====== Records for this exercise ======
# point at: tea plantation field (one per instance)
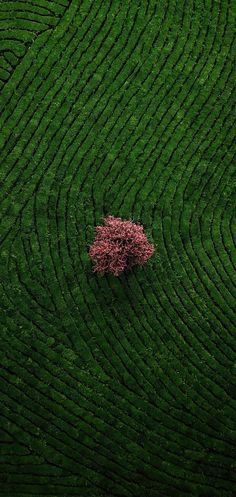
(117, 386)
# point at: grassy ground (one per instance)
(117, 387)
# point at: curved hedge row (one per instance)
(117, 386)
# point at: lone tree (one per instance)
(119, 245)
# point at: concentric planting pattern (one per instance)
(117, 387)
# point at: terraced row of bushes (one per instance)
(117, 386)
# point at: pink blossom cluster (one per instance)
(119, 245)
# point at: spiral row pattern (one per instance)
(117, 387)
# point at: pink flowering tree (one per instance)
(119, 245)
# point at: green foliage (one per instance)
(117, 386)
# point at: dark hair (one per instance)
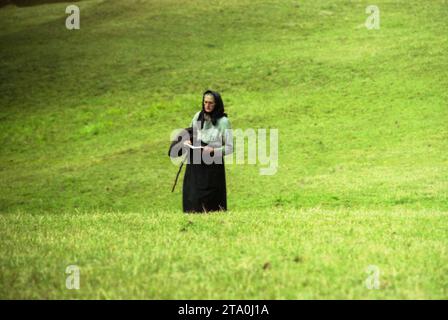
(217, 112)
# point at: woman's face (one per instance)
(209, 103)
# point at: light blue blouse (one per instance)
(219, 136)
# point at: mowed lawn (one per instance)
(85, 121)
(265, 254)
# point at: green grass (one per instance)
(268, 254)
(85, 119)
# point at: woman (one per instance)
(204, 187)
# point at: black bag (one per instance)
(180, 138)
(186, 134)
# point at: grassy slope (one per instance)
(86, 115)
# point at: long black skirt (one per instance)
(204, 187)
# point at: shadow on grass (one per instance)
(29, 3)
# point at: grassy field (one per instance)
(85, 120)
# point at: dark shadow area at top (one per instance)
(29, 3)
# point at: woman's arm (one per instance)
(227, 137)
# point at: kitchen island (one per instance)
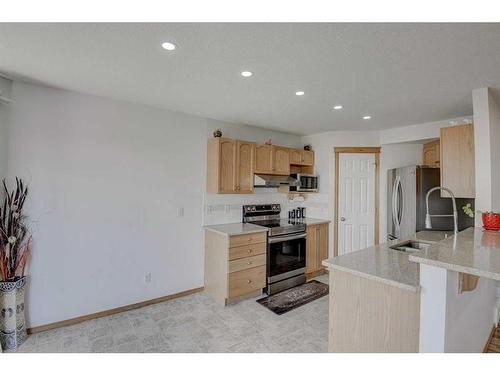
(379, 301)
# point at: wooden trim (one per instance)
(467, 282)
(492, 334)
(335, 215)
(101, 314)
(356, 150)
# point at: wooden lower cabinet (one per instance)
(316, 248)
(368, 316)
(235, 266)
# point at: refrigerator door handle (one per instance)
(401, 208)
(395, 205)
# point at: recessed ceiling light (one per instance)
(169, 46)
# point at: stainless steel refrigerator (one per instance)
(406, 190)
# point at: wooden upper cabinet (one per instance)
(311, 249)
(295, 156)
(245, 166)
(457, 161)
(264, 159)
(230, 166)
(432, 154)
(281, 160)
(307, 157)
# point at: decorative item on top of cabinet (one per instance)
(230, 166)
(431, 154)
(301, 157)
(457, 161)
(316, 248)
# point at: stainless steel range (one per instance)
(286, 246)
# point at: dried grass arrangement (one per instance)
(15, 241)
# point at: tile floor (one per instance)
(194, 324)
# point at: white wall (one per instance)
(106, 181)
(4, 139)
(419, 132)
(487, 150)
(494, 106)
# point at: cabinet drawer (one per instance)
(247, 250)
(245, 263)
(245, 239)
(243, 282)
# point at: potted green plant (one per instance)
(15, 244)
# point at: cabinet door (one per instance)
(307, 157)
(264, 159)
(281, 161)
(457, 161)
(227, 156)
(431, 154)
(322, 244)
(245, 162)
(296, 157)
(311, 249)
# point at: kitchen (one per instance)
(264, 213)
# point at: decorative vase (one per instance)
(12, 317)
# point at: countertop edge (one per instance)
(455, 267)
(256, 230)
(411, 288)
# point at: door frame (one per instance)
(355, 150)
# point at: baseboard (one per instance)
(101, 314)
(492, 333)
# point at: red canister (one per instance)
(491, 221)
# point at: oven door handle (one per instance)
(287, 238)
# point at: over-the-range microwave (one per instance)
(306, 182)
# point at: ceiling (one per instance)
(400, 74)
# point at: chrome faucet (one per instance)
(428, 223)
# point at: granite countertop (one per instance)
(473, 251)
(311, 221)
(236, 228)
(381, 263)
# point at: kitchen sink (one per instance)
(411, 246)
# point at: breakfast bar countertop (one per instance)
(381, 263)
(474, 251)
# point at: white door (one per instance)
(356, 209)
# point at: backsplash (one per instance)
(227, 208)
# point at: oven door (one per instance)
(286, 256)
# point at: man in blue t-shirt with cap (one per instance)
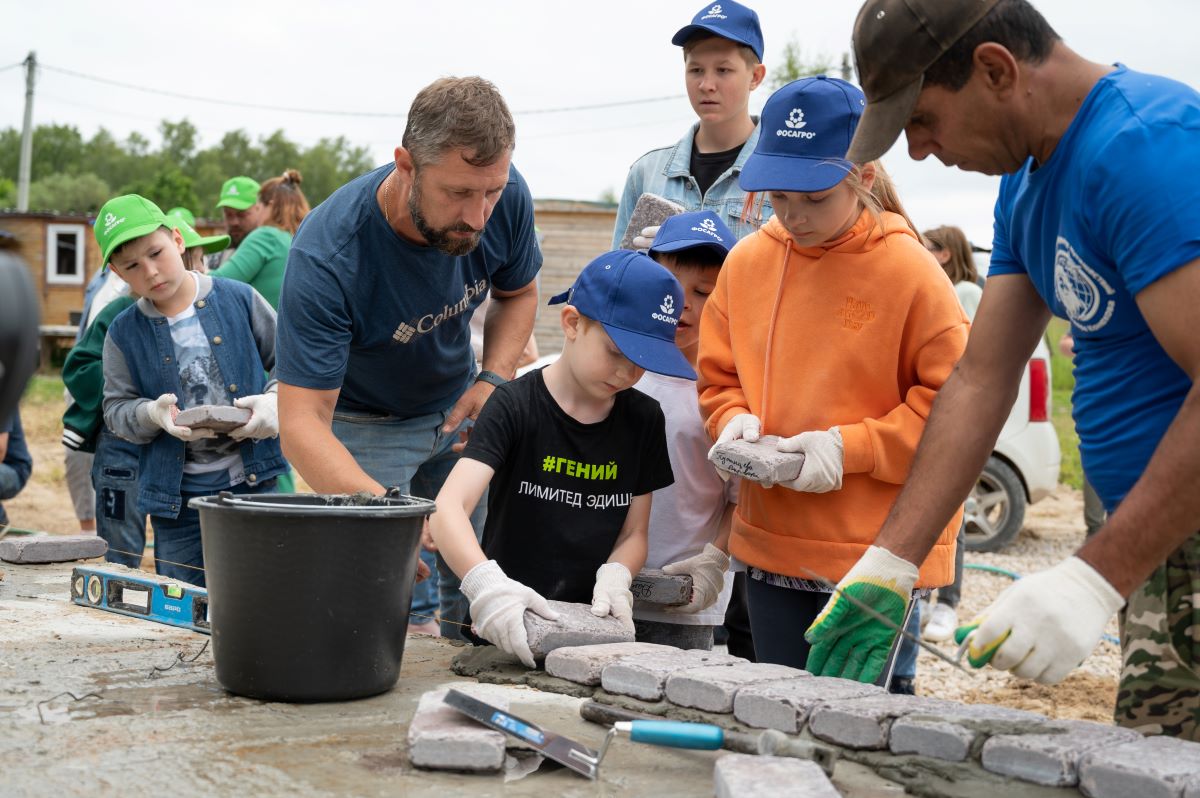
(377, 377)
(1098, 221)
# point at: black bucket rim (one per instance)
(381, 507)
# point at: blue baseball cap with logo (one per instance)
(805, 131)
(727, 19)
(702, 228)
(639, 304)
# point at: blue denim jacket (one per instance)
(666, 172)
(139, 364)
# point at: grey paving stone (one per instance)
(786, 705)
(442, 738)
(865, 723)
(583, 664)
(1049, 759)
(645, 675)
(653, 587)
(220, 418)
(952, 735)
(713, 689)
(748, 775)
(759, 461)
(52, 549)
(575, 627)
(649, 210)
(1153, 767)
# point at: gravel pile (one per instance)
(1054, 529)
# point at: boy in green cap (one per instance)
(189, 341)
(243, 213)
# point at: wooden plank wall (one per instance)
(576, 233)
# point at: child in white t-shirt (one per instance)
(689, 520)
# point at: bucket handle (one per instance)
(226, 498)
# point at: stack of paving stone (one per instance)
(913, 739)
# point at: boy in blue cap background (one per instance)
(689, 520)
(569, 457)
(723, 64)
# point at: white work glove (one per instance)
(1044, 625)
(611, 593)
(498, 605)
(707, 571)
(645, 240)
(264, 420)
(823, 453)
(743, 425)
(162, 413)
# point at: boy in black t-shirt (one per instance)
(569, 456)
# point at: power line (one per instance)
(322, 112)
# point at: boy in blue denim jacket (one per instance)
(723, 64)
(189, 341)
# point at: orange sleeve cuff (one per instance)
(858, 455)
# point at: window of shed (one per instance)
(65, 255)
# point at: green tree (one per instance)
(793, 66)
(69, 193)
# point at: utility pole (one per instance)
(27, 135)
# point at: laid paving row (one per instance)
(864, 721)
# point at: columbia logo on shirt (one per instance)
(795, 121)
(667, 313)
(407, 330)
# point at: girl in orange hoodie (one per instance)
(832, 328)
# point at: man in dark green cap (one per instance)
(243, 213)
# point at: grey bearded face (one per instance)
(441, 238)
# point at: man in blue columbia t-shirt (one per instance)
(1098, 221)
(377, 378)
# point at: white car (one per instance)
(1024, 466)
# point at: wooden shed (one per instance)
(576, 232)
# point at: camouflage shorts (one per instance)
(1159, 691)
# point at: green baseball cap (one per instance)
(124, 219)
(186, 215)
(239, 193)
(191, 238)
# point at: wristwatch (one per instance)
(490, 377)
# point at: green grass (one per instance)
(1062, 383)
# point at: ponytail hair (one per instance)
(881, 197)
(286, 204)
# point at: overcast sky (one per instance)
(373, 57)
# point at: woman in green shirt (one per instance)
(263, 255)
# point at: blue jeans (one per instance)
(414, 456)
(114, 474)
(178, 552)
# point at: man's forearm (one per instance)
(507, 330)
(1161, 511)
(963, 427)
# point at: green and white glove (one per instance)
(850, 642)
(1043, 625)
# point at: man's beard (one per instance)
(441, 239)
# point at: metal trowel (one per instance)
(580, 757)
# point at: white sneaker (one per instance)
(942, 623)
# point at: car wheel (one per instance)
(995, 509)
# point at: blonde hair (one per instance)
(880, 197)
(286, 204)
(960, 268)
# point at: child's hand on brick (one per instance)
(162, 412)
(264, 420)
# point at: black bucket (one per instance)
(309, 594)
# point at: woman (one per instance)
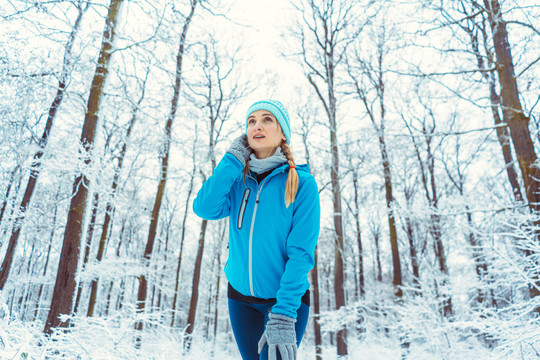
======
_Task goal_
Where an entry contains an image, skip the image; repeat everything else exactly.

_Response_
# point at: tea plantation field (one per instance)
(117, 386)
# point at: grassy ground (one per instance)
(117, 387)
# point at: curved hedge row (one per instance)
(117, 386)
# point at: lone tree (one per instance)
(119, 245)
# point at: concentric planting pattern (one per instance)
(117, 387)
# point at: terraced row of bushes (one per instance)
(117, 386)
# point at: pink blossom cluster (one per instance)
(119, 245)
# point at: spiral row pattern (one per instance)
(117, 387)
# point at: pink flowering tree (one per instance)
(119, 245)
# point at: green foliage (one per instance)
(117, 386)
# point at: dark hair (one per instance)
(217, 112)
# point at: woman's face (one per instance)
(209, 103)
# point at: light blue blouse (one per instance)
(219, 136)
# point at: mowed lawn (one per instance)
(85, 121)
(265, 254)
# point at: green grass (one per instance)
(268, 254)
(85, 119)
# point at: woman (one per instance)
(204, 187)
# point at: black bag (one per instance)
(180, 138)
(186, 134)
# point at: grassy slope (one per instance)
(86, 115)
# point at: long black skirt (one per instance)
(204, 187)
# point at: shadow on grass (one per instance)
(29, 3)
# point at: grassy field (one per instance)
(85, 120)
# point at: dark shadow area at top (one per instance)
(29, 3)
# point at: woman's arm (one per instance)
(227, 137)
# point at: kitchen island (one per instance)
(379, 301)
# point at: wooden trim (one per instance)
(467, 282)
(492, 334)
(335, 215)
(101, 314)
(356, 150)
# point at: wooden lower cabinet (one per instance)
(316, 248)
(368, 316)
(235, 266)
# point at: refrigerator door handle (one per instance)
(401, 208)
(395, 205)
# point at: recessed ceiling light (one per instance)
(169, 46)
# point at: stainless steel refrigerator (one per instance)
(406, 190)
# point at: wooden upper cabinet (one per instance)
(311, 249)
(295, 156)
(245, 166)
(457, 161)
(264, 159)
(230, 166)
(432, 154)
(281, 160)
(307, 157)
# point at: decorative item on top of cabinet (one per instance)
(230, 166)
(431, 154)
(301, 157)
(457, 161)
(316, 248)
# point at: stainless steel range (one per instance)
(286, 246)
# point at: dried grass arrangement (one per instance)
(15, 241)
# point at: tile floor (one per instance)
(194, 324)
# point at: white wall (one per instance)
(106, 181)
(4, 139)
(419, 132)
(487, 150)
(494, 106)
# point at: cabinet drawer (one per instance)
(247, 250)
(245, 263)
(245, 239)
(243, 282)
# point at: potted green plant (one per instance)
(15, 244)
# point at: cabinet door (one per instance)
(307, 157)
(264, 159)
(281, 161)
(457, 161)
(227, 156)
(431, 154)
(322, 244)
(245, 162)
(296, 157)
(311, 249)
# point at: kitchen (one per instance)
(264, 213)
# point at: decorative vase (one per instance)
(12, 317)
# point at: countertop edge (one per instance)
(455, 267)
(256, 230)
(411, 288)
# point at: door frame (one per instance)
(355, 150)
# point at: baseboard (one per instance)
(101, 314)
(492, 333)
# point at: red canister (one per instance)
(491, 221)
# point at: oven door handle (one per instance)
(287, 238)
# point at: over-the-range microwave (one per instance)
(306, 182)
# point at: ceiling (one per instance)
(400, 74)
# point at: chrome faucet (one per instance)
(428, 223)
# point at: granite countertop (one per instance)
(473, 251)
(311, 221)
(236, 228)
(381, 263)
# point at: kitchen sink (one per instance)
(411, 246)
# point at: breakfast bar countertop (one per instance)
(381, 263)
(474, 251)
# point at: white door (one per instance)
(356, 209)
# point at: backsplash (one per instance)
(227, 208)
# point at: oven door (one per instance)
(286, 256)
# point at: man in blue t-shirt with cap (one per instance)
(377, 377)
(1098, 221)
# point at: black bucket rim (one per instance)
(381, 507)
# point at: blue baseball cap with logo (one per instance)
(805, 131)
(727, 19)
(702, 228)
(639, 304)
# point at: blue denim jacket (one per instance)
(666, 172)
(139, 364)
# point at: grey paving stone (one per instance)
(786, 705)
(442, 738)
(865, 723)
(583, 664)
(1049, 759)
(645, 675)
(653, 587)
(220, 418)
(952, 735)
(713, 689)
(748, 775)
(759, 461)
(52, 549)
(575, 627)
(649, 210)
(1153, 767)
# point at: gravel pile (one per instance)
(1054, 529)
# point at: boy in green cap (one per instance)
(189, 341)
(243, 213)
# point at: wooden plank wall (one per instance)
(576, 233)
# point at: child in white t-shirt (one per instance)
(689, 520)
# point at: bucket handle (one per instance)
(226, 498)
# point at: stack of paving stone (one per instance)
(913, 739)
# point at: boy in blue cap background (one per instance)
(689, 520)
(569, 457)
(723, 64)
# point at: white work glove (one per instance)
(1044, 625)
(611, 593)
(498, 605)
(707, 571)
(645, 240)
(264, 420)
(823, 453)
(743, 425)
(162, 413)
# point at: boy in black t-shirt (one per instance)
(569, 456)
# point at: power line (one per instance)
(322, 112)
# point at: boy in blue denim jacket (one per instance)
(723, 64)
(189, 341)
# point at: orange sleeve cuff (one per instance)
(858, 455)
# point at: window of shed (one per instance)
(65, 255)
# point at: green tree (one per instance)
(793, 66)
(69, 193)
# point at: utility pole (one per instance)
(27, 135)
# point at: laid paving row (one per instance)
(864, 721)
# point at: columbia logo on shirt (one per instance)
(795, 121)
(667, 313)
(407, 330)
# point at: girl in orange hoodie (one per instance)
(832, 328)
# point at: man in dark green cap (one per instance)
(243, 213)
# point at: grey bearded face (one per instance)
(441, 238)
# point at: man in blue columbia t-shirt (one per instance)
(1098, 221)
(377, 378)
# point at: white car (one per instance)
(1024, 466)
# point at: wooden shed (one per instance)
(576, 232)
# point at: camouflage shorts (one per instance)
(1159, 691)
# point at: green baseball cap (one per instance)
(124, 219)
(186, 215)
(239, 193)
(191, 238)
# point at: wristwatch (one per instance)
(490, 377)
# point at: green grass (one per instance)
(1062, 383)
# point at: ponytail hair (one per instance)
(881, 197)
(286, 204)
# point at: overcast sky (one per instance)
(373, 57)
# point at: woman in green shirt (one per instance)
(263, 255)
# point at: blue jeans (one per instance)
(414, 456)
(114, 474)
(178, 552)
# point at: man's forearm (one per instance)
(507, 330)
(1161, 511)
(963, 427)
# point at: green and white glove (one per instance)
(850, 642)
(1043, 625)
# point at: man's beard (one per instance)
(441, 239)
# point at: metal trowel (one per instance)
(580, 757)
# point at: white sneaker (one per instance)
(942, 623)
# point at: car wheel (one per instance)
(995, 509)
# point at: blonde hair (one per instance)
(880, 197)
(286, 204)
(960, 268)
# point at: child's hand on brick (one per instance)
(162, 412)
(264, 420)
# point at: black bucket (one per instance)
(309, 594)
# point at: woman (one per instance)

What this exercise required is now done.